### EXERCISE GOAL:
Filter the entries below, keeping only lines with the word "place".

### Point localization data:
──────────────────────────────

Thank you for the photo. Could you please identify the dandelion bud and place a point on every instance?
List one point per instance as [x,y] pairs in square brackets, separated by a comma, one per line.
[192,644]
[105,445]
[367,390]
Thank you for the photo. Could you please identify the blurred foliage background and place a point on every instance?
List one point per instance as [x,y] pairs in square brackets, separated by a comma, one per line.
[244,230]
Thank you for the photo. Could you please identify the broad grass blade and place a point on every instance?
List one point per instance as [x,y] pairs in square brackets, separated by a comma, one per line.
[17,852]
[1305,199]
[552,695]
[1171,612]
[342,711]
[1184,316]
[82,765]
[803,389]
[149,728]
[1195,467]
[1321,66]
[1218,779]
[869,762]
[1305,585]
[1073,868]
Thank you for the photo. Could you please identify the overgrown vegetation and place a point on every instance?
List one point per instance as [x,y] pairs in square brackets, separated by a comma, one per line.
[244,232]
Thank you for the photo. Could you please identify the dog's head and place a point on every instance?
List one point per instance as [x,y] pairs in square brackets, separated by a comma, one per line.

──────────────────────────────

### ANSWER TO THIS PROBLEM:
Thank you for the photo. Could you please identify the dandelion bud and place a point on every instance?
Thank you for the photo. Could you please identify the blurred foliage background and place a point on every instance?
Thank you for the photo. Could you please identify the broad grass blade and place a point on every instance?
Thank you for the photo. Could you please identify the overgrown vegetation and place a point on every instance?
Thank you for the photo. Could you please identify the dog's head and place a point on every instance?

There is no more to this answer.